[Task] Return, unchanged, the lines of the records from the one holding "point: window -- one" through the end of the records, both ends included. Leave the pictures out.

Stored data
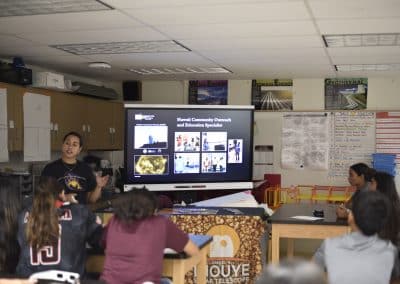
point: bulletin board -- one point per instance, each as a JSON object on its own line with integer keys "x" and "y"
{"x": 340, "y": 138}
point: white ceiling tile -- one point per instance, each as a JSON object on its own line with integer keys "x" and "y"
{"x": 153, "y": 59}
{"x": 245, "y": 30}
{"x": 342, "y": 9}
{"x": 359, "y": 26}
{"x": 8, "y": 40}
{"x": 219, "y": 14}
{"x": 171, "y": 3}
{"x": 96, "y": 20}
{"x": 254, "y": 43}
{"x": 365, "y": 51}
{"x": 95, "y": 36}
{"x": 30, "y": 50}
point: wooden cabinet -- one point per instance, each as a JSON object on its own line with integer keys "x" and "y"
{"x": 119, "y": 126}
{"x": 105, "y": 125}
{"x": 100, "y": 122}
{"x": 14, "y": 116}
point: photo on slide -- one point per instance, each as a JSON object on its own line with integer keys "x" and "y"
{"x": 213, "y": 163}
{"x": 186, "y": 163}
{"x": 235, "y": 151}
{"x": 187, "y": 142}
{"x": 213, "y": 141}
{"x": 151, "y": 137}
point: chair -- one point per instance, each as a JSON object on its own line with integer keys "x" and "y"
{"x": 305, "y": 192}
{"x": 288, "y": 195}
{"x": 339, "y": 194}
{"x": 271, "y": 196}
{"x": 321, "y": 193}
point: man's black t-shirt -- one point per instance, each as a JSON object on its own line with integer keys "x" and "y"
{"x": 76, "y": 178}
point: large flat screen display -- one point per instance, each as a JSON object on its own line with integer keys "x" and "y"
{"x": 184, "y": 147}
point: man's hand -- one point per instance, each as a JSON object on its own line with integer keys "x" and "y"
{"x": 342, "y": 212}
{"x": 102, "y": 181}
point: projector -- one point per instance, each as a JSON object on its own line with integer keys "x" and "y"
{"x": 15, "y": 75}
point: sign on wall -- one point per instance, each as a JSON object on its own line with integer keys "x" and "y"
{"x": 346, "y": 93}
{"x": 272, "y": 94}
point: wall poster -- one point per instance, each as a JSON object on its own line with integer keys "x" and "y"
{"x": 272, "y": 94}
{"x": 346, "y": 93}
{"x": 208, "y": 92}
{"x": 353, "y": 140}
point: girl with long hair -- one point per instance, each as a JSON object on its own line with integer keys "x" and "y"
{"x": 10, "y": 205}
{"x": 384, "y": 183}
{"x": 135, "y": 239}
{"x": 53, "y": 233}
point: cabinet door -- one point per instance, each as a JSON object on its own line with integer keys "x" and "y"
{"x": 14, "y": 116}
{"x": 68, "y": 113}
{"x": 100, "y": 121}
{"x": 118, "y": 130}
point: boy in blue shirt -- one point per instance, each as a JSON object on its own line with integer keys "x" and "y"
{"x": 361, "y": 256}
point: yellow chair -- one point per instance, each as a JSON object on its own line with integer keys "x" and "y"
{"x": 305, "y": 192}
{"x": 339, "y": 194}
{"x": 321, "y": 193}
{"x": 271, "y": 197}
{"x": 288, "y": 195}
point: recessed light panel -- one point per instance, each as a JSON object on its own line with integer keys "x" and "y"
{"x": 179, "y": 70}
{"x": 9, "y": 8}
{"x": 123, "y": 47}
{"x": 357, "y": 40}
{"x": 367, "y": 67}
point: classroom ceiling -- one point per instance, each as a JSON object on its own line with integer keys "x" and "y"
{"x": 253, "y": 39}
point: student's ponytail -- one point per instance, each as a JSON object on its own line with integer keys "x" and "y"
{"x": 42, "y": 223}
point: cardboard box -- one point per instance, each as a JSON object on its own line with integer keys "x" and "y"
{"x": 49, "y": 80}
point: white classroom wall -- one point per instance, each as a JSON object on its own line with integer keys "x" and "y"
{"x": 308, "y": 95}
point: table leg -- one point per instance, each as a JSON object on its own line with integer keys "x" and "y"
{"x": 201, "y": 268}
{"x": 178, "y": 272}
{"x": 290, "y": 248}
{"x": 275, "y": 245}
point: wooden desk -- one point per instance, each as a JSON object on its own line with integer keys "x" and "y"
{"x": 175, "y": 265}
{"x": 283, "y": 226}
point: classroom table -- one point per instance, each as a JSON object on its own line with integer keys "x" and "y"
{"x": 284, "y": 226}
{"x": 175, "y": 265}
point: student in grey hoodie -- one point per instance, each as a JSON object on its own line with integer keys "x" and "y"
{"x": 361, "y": 256}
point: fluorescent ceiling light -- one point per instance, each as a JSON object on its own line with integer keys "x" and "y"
{"x": 99, "y": 65}
{"x": 367, "y": 67}
{"x": 123, "y": 47}
{"x": 179, "y": 70}
{"x": 357, "y": 40}
{"x": 9, "y": 8}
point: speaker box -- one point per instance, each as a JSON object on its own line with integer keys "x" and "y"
{"x": 132, "y": 90}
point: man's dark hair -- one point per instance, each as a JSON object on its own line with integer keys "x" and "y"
{"x": 137, "y": 204}
{"x": 76, "y": 134}
{"x": 370, "y": 211}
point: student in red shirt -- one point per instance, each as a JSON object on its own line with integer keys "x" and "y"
{"x": 135, "y": 239}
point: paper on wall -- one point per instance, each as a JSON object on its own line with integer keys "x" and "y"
{"x": 36, "y": 127}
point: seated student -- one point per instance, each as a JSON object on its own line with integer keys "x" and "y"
{"x": 384, "y": 183}
{"x": 361, "y": 256}
{"x": 10, "y": 206}
{"x": 53, "y": 234}
{"x": 135, "y": 239}
{"x": 292, "y": 271}
{"x": 360, "y": 176}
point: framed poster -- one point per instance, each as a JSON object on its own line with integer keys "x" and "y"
{"x": 346, "y": 93}
{"x": 272, "y": 94}
{"x": 206, "y": 92}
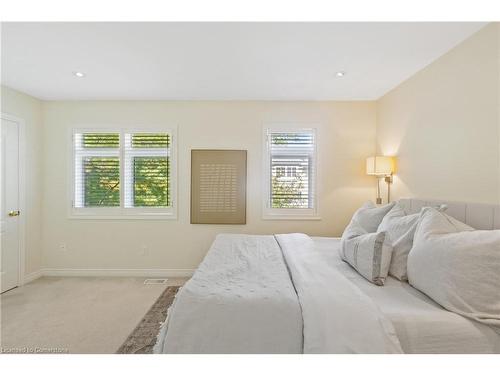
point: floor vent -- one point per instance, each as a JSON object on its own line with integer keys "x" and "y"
{"x": 155, "y": 281}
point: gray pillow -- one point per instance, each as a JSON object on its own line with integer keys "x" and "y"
{"x": 399, "y": 228}
{"x": 369, "y": 216}
{"x": 457, "y": 266}
{"x": 367, "y": 253}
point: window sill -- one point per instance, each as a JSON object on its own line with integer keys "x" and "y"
{"x": 290, "y": 217}
{"x": 123, "y": 217}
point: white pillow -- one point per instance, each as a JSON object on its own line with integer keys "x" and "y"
{"x": 457, "y": 266}
{"x": 399, "y": 228}
{"x": 367, "y": 253}
{"x": 369, "y": 216}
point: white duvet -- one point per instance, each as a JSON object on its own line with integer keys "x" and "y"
{"x": 272, "y": 294}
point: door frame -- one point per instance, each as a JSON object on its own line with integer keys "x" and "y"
{"x": 22, "y": 193}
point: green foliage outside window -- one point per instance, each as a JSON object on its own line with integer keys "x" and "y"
{"x": 102, "y": 181}
{"x": 150, "y": 140}
{"x": 151, "y": 184}
{"x": 101, "y": 140}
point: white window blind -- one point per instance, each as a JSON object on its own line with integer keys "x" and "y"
{"x": 97, "y": 169}
{"x": 147, "y": 170}
{"x": 291, "y": 171}
{"x": 122, "y": 171}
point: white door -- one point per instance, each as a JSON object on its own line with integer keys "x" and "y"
{"x": 9, "y": 205}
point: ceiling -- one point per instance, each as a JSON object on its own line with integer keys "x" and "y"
{"x": 220, "y": 61}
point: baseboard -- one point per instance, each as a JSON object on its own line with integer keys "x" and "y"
{"x": 32, "y": 276}
{"x": 103, "y": 272}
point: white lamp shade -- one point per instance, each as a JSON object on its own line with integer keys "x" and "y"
{"x": 380, "y": 165}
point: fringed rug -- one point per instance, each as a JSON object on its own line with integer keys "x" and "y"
{"x": 143, "y": 337}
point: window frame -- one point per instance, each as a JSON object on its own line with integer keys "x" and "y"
{"x": 122, "y": 212}
{"x": 269, "y": 213}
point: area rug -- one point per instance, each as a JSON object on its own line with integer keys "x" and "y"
{"x": 143, "y": 337}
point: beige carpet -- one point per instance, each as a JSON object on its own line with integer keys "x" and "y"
{"x": 143, "y": 338}
{"x": 74, "y": 314}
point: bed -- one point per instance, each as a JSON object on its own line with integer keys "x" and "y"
{"x": 293, "y": 294}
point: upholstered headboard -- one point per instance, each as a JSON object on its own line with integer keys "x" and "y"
{"x": 477, "y": 215}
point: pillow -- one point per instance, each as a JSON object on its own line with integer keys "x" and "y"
{"x": 369, "y": 216}
{"x": 399, "y": 228}
{"x": 367, "y": 253}
{"x": 457, "y": 266}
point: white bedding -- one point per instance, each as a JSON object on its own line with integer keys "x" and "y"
{"x": 242, "y": 300}
{"x": 422, "y": 326}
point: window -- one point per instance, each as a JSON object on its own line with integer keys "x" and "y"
{"x": 290, "y": 167}
{"x": 120, "y": 173}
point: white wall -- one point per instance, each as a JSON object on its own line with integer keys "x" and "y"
{"x": 347, "y": 136}
{"x": 30, "y": 110}
{"x": 443, "y": 125}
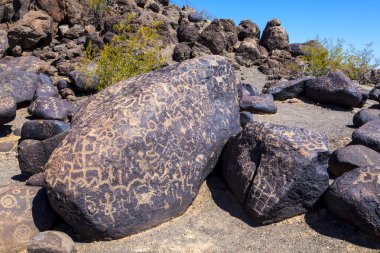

[Exercise answer]
point: window -- one point per instance, each as a JSON object on its own line with integer keys "x" and "y"
{"x": 290, "y": 167}
{"x": 120, "y": 173}
point: white wall -- one point per instance, each as a JSON object on its own line with integer keys "x" and "y"
{"x": 347, "y": 136}
{"x": 30, "y": 110}
{"x": 443, "y": 125}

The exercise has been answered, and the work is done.